- [What needs to be done]: In the material below, copy everything from "Where can you find the woman's" down to "<point>208,388</point>", switching "cookie" to "biscuit" and leaving all else as it stands.
╭─ Provided records
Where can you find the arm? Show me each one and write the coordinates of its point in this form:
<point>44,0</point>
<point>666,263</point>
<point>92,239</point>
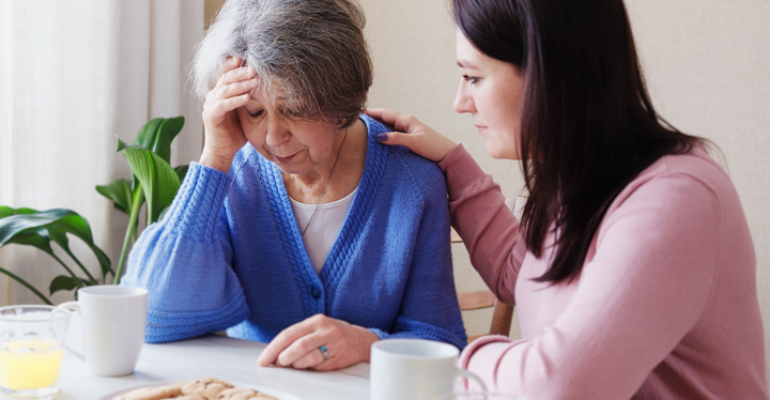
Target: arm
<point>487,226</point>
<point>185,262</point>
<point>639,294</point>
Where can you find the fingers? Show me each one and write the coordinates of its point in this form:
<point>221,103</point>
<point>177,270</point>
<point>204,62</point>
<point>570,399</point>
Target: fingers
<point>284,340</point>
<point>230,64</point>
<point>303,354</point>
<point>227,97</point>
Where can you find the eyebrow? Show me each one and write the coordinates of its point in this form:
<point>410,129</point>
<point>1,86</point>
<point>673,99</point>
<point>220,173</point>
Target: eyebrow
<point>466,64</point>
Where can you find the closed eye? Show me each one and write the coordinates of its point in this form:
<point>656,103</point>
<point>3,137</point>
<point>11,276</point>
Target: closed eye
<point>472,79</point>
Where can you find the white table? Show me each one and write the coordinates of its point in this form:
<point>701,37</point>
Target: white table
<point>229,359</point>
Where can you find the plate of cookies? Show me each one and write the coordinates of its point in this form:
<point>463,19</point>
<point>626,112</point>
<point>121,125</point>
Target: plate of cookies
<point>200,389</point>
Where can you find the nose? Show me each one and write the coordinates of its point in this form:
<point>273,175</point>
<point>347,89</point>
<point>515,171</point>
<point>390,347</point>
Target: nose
╰─
╭─ Provided records
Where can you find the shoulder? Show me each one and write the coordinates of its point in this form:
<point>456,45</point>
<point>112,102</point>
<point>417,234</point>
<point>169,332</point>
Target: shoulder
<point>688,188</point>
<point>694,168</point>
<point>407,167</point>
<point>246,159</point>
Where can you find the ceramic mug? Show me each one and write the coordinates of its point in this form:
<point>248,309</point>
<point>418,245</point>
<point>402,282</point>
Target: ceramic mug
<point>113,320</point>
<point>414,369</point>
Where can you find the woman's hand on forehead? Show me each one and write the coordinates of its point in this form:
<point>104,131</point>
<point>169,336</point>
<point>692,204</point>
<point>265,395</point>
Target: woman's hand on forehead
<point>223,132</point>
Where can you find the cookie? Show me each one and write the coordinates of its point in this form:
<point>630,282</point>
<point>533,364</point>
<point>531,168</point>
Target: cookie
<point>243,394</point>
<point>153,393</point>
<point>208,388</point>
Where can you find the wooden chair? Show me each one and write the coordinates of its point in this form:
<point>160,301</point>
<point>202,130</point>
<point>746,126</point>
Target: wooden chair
╰─
╭─ Provided records
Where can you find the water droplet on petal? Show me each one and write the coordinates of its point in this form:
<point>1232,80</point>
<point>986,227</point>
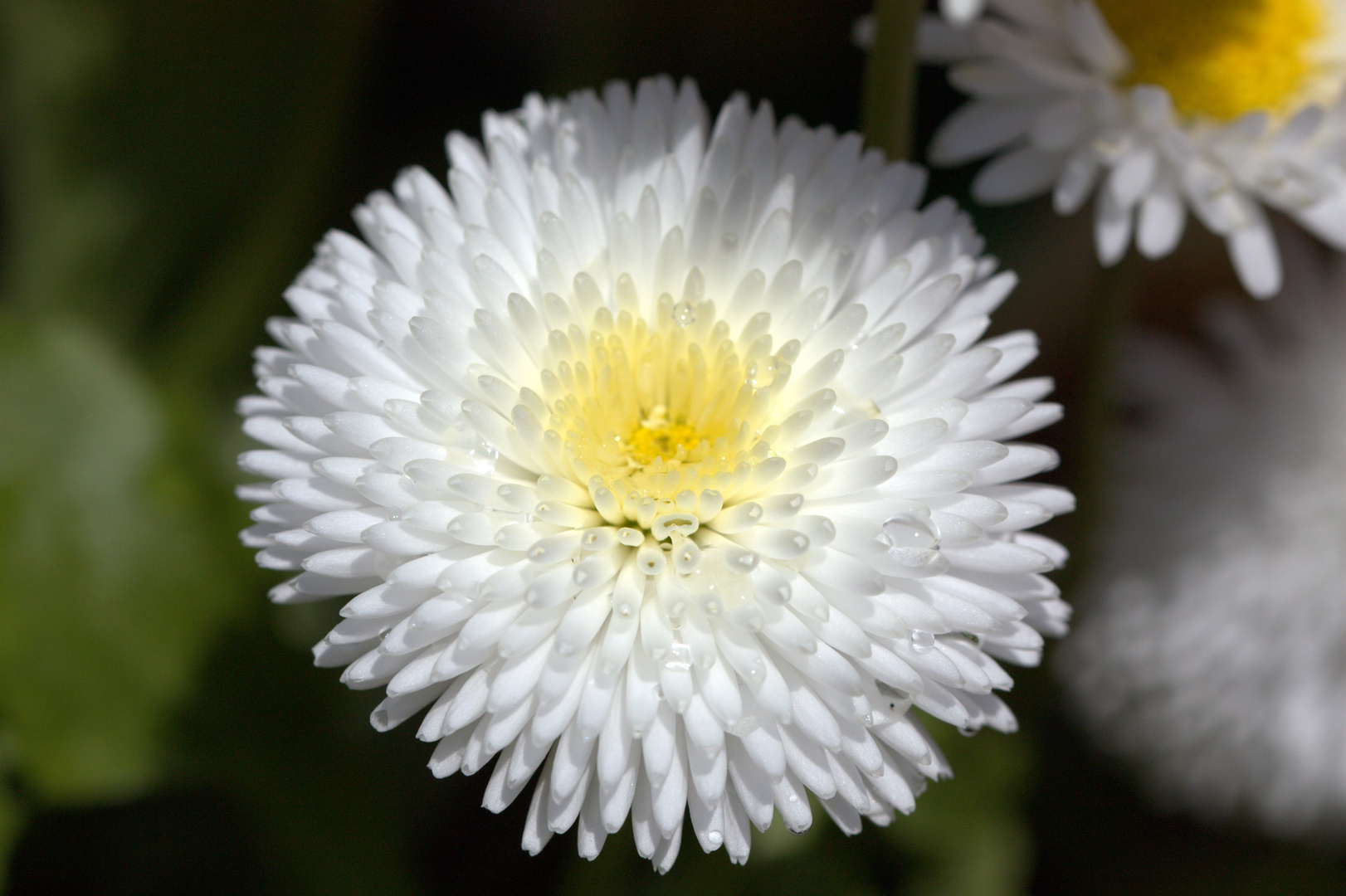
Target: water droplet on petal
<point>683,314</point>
╰─
- [Exercise answer]:
Where can you find the woman's hand on forehead? Show me each one and write the coordinates of its point in this form:
<point>104,131</point>
<point>169,336</point>
<point>692,204</point>
<point>265,395</point>
Target: woman's hand on forehead
<point>223,132</point>
Where can you find the biscuit? Show me each one and write the coordinates of its point in this form:
<point>630,282</point>
<point>533,364</point>
<point>531,168</point>
Target: biscuit
<point>243,394</point>
<point>153,393</point>
<point>208,388</point>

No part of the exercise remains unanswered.